▶ **Selected text**
╔══

During Senior Housing News’ inaugural Senior Housing Summit, held last Thursday in Chicago, Ill., a panel of three senior living executives weighed in on the financial outlook for CCRCs, including a forecast for additional bankruptcies.

Hint: financial distress isn’t over yet.

“I think there are more [bankruptcies] to come for many years,” said David Reis, the CEO of Senior Care Development and buyer of Chicago’s Clare at Water Tower.

He said his company is currently tracking about three dozen projects. They’re not quite at the Clare’s caliber, he said, but he predicts that “a couple dozen” more CCRCs will end up changing hands in the next couple of years.

He’s not the only one who’s monitoring the situation.

“We’re keeping an eye on opportunities like that, as a subset that could be a good fit with our [portfolio of ten entrance-fee] CCRCs,” said panelist Gary Smith, the CFO of retirement community developer, owner, and manager Vi.

The driver leading to these distressed opportunities is the debt, Smith added, because they had taken on too much debt and couldn’t withstand the real estate market crash and lowered home values that hindered people’s ability to move into independent living.

Reis also questioned the financing model that he said many nonprofit sponsors use. It’s not surprising some are now finding themselves in distress after contributing little-to-no equity and taking on enormous amounts of debt, he said.

“How can you exist with so much leverage, when everyone’s taking out of the pot?” Reis asked, indirectly addressing fellow panelist Glenn Brichacek, CEO of another Chicago-area CCRC, The Admiral at the Lake.

“It’s too many fees going out [to financial and management partners or various other obligations] and not much equity coming in,” he added.

It was an open secret that Reis has had his eye on the Admiral, which he alluded to several times during the panel. His company, in partnership with management company Life Care Services, jumped at the opportunity to buy the Clare out of bankruptcy, but Reis views his competition to the north in stark contrast.

Since 2007, The Admiral has been in the process of building a new CCRC on the site of the original community, founded in 1858. But during the economic recession, financing for new construction largely dried up, and the nonprofit ended up entering into a partnership with The Kendal Corporation.

“If you’re a nonprofit, you need to think very carefully before building a large-scale CCRC” through the commonly used, no-skin-in-the-game financing structure, Reis said, pointing out that the Admiral—Chicago’s oldest nonprofit organization dedicated to providing senior living—is now affiliated with The Kendal Corporation.

While banks will often work through distress situations with communities, they don’t always fix the problem and instead apply an ineffective band-aid that just brings more pain when it gets ripped off.

“There’s still a ways to go,” said Reis regarding when distressed situations would subside. “If someone said four [more] years [of financial distress], that would not untenable.”

╚══

▶ **Supplied data**
╔══

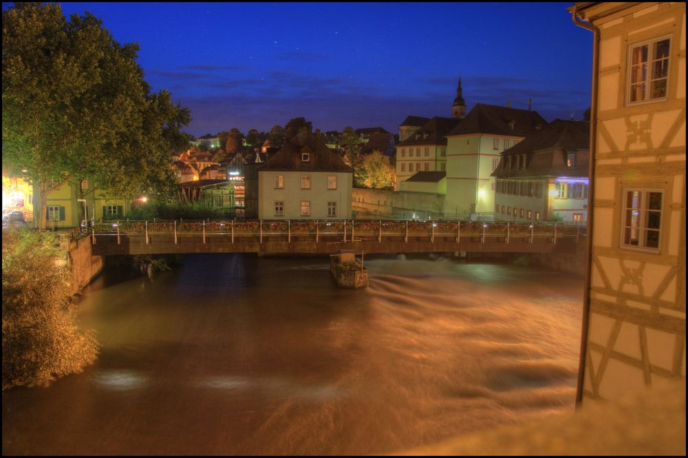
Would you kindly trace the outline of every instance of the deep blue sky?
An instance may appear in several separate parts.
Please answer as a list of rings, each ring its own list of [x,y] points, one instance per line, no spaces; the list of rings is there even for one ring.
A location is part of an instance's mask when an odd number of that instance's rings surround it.
[[[450,116],[461,76],[476,103],[581,119],[592,35],[572,3],[63,3],[120,43],[138,42],[154,90],[191,111],[199,136],[269,130],[303,116],[322,130]],[[3,8],[7,8],[3,4]]]

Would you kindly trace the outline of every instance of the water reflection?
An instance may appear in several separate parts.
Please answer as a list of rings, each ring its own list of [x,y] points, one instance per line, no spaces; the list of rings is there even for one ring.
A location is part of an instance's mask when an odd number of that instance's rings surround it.
[[[3,453],[382,453],[572,409],[582,278],[396,257],[356,291],[322,258],[104,276],[80,305],[100,356],[3,393]]]

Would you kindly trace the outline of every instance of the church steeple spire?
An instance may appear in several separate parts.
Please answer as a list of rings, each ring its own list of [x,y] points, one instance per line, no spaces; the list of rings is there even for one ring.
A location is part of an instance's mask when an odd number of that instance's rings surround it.
[[[451,105],[451,117],[463,119],[466,117],[466,102],[462,95],[461,77],[459,76],[459,86],[456,88],[456,98]]]

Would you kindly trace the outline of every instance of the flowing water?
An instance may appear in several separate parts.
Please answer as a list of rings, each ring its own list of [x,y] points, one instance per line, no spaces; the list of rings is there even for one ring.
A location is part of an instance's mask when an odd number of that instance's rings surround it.
[[[442,258],[189,255],[106,272],[79,323],[98,360],[3,393],[3,454],[394,453],[572,411],[583,277]]]

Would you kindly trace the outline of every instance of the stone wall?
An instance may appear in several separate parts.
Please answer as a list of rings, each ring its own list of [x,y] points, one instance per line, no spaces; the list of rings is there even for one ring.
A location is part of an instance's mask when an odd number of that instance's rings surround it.
[[[91,282],[105,266],[104,256],[91,253],[91,239],[88,237],[69,242],[69,265],[72,270],[72,292],[76,294]]]

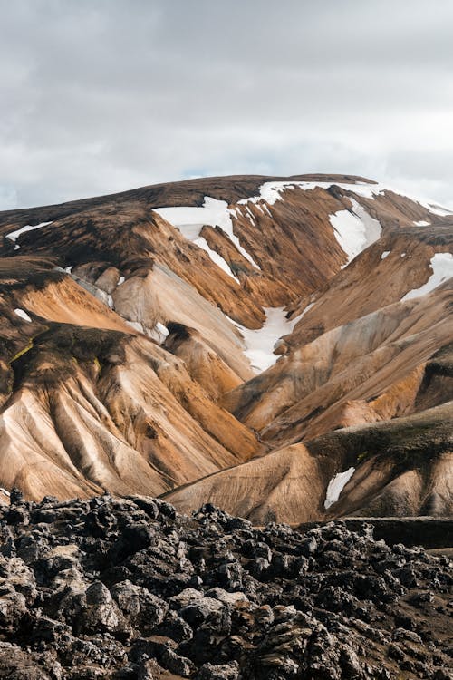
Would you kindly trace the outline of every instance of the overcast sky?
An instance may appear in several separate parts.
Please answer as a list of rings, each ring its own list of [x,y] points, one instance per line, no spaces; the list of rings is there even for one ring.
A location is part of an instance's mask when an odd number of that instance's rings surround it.
[[[0,209],[362,174],[453,207],[451,0],[0,0]]]

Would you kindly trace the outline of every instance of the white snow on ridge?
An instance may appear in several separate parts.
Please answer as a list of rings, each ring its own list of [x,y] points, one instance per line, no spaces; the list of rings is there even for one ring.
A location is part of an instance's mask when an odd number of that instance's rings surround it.
[[[352,208],[350,210],[339,210],[329,217],[335,238],[348,256],[348,264],[377,241],[382,230],[380,222],[371,218],[360,203],[354,199],[351,201]]]
[[[21,317],[21,319],[24,319],[24,321],[28,321],[29,324],[32,323],[32,319],[28,316],[26,312],[24,311],[24,309],[21,309],[20,307],[16,307],[14,309],[15,314]]]
[[[314,189],[330,189],[333,186],[340,187],[341,189],[343,189],[347,191],[352,191],[353,193],[357,194],[358,196],[361,196],[364,199],[374,199],[376,196],[379,196],[380,194],[383,194],[385,191],[392,191],[395,194],[399,194],[400,196],[403,196],[407,199],[410,199],[410,200],[414,201],[415,203],[419,203],[419,205],[423,206],[423,208],[426,208],[427,210],[429,210],[433,215],[439,215],[441,217],[446,217],[448,215],[453,215],[453,209],[450,209],[448,208],[444,208],[442,206],[439,206],[436,203],[432,203],[429,200],[422,199],[416,199],[412,196],[408,195],[406,192],[399,190],[394,189],[393,187],[388,187],[384,184],[376,182],[375,184],[370,184],[369,182],[357,182],[357,183],[350,183],[350,182],[335,182],[335,181],[330,181],[330,182],[309,182],[309,181],[270,181],[270,182],[265,182],[260,187],[260,193],[259,196],[252,196],[249,199],[244,199],[239,203],[247,203],[248,201],[251,201],[252,203],[256,203],[259,200],[265,200],[269,205],[273,205],[276,200],[281,200],[282,199],[282,192],[284,191],[287,189],[302,189],[304,191],[310,191]],[[418,226],[428,226],[427,225],[421,225],[419,224]]]
[[[346,470],[344,472],[339,472],[332,478],[329,481],[327,492],[325,494],[324,508],[326,510],[327,508],[330,508],[331,505],[333,505],[333,503],[336,503],[340,498],[340,494],[354,472],[355,468],[349,468],[349,470]]]
[[[451,253],[436,253],[431,257],[430,266],[432,274],[428,281],[419,288],[414,288],[406,293],[404,297],[401,297],[401,302],[425,296],[453,277],[453,255]]]
[[[232,243],[235,244],[241,255],[256,269],[260,267],[254,261],[252,256],[242,248],[238,238],[233,233],[231,215],[234,210],[228,209],[226,200],[217,200],[205,196],[204,203],[198,206],[178,206],[173,208],[153,208],[153,210],[168,222],[178,227],[185,238],[196,241],[204,225],[220,227]],[[225,260],[224,260],[225,261]],[[217,263],[216,263],[217,264]]]
[[[203,238],[202,236],[198,236],[198,238],[194,240],[194,243],[196,246],[198,246],[198,248],[203,248],[203,250],[206,250],[209,257],[212,259],[215,265],[219,267],[223,271],[228,275],[228,277],[231,277],[231,278],[234,278],[235,281],[238,284],[240,284],[239,279],[237,277],[235,277],[233,272],[231,271],[228,263],[222,257],[221,255],[219,255],[216,250],[213,250],[209,248],[207,245],[207,241],[206,238]]]
[[[48,224],[52,224],[52,222],[41,222],[41,224],[35,224],[34,226],[27,224],[25,227],[21,227],[20,229],[10,231],[9,234],[6,234],[6,238],[9,238],[15,243],[20,235],[24,234],[25,231],[34,231],[34,229],[40,229],[42,227],[47,227]],[[17,250],[19,248],[20,246],[15,243],[14,249]]]
[[[274,354],[274,346],[282,335],[291,333],[302,315],[289,320],[286,318],[284,307],[264,307],[266,319],[261,328],[251,330],[228,319],[241,332],[246,344],[246,356],[250,360],[252,368],[256,373],[265,371],[278,359]],[[304,313],[303,313],[304,314]]]

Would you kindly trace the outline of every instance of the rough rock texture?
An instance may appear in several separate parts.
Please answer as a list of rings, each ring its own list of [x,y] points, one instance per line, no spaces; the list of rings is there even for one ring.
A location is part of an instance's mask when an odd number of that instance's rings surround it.
[[[331,522],[256,529],[146,497],[1,509],[11,680],[450,678],[452,564]]]

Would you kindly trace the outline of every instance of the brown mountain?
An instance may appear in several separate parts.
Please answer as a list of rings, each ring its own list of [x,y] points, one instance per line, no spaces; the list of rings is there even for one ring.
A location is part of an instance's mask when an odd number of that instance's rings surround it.
[[[448,209],[206,178],[5,211],[0,237],[5,496],[451,514]]]

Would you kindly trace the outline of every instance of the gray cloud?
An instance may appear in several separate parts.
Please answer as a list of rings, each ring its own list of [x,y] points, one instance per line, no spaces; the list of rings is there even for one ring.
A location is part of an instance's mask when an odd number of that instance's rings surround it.
[[[200,174],[453,203],[449,0],[0,0],[0,209]]]

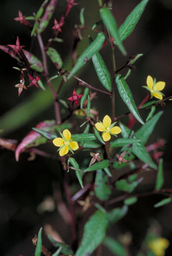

╚══

▶ **Exercise goal**
Please list every panelist named in the article on CCRC financial distress, each with the title and organization the article gives.

▶ **Problem solution**
- David Reis: CEO of Senior Care Development
- Gary Smith: CFO of Vi
- Glenn Brichacek: CEO of The Admiral at the Lake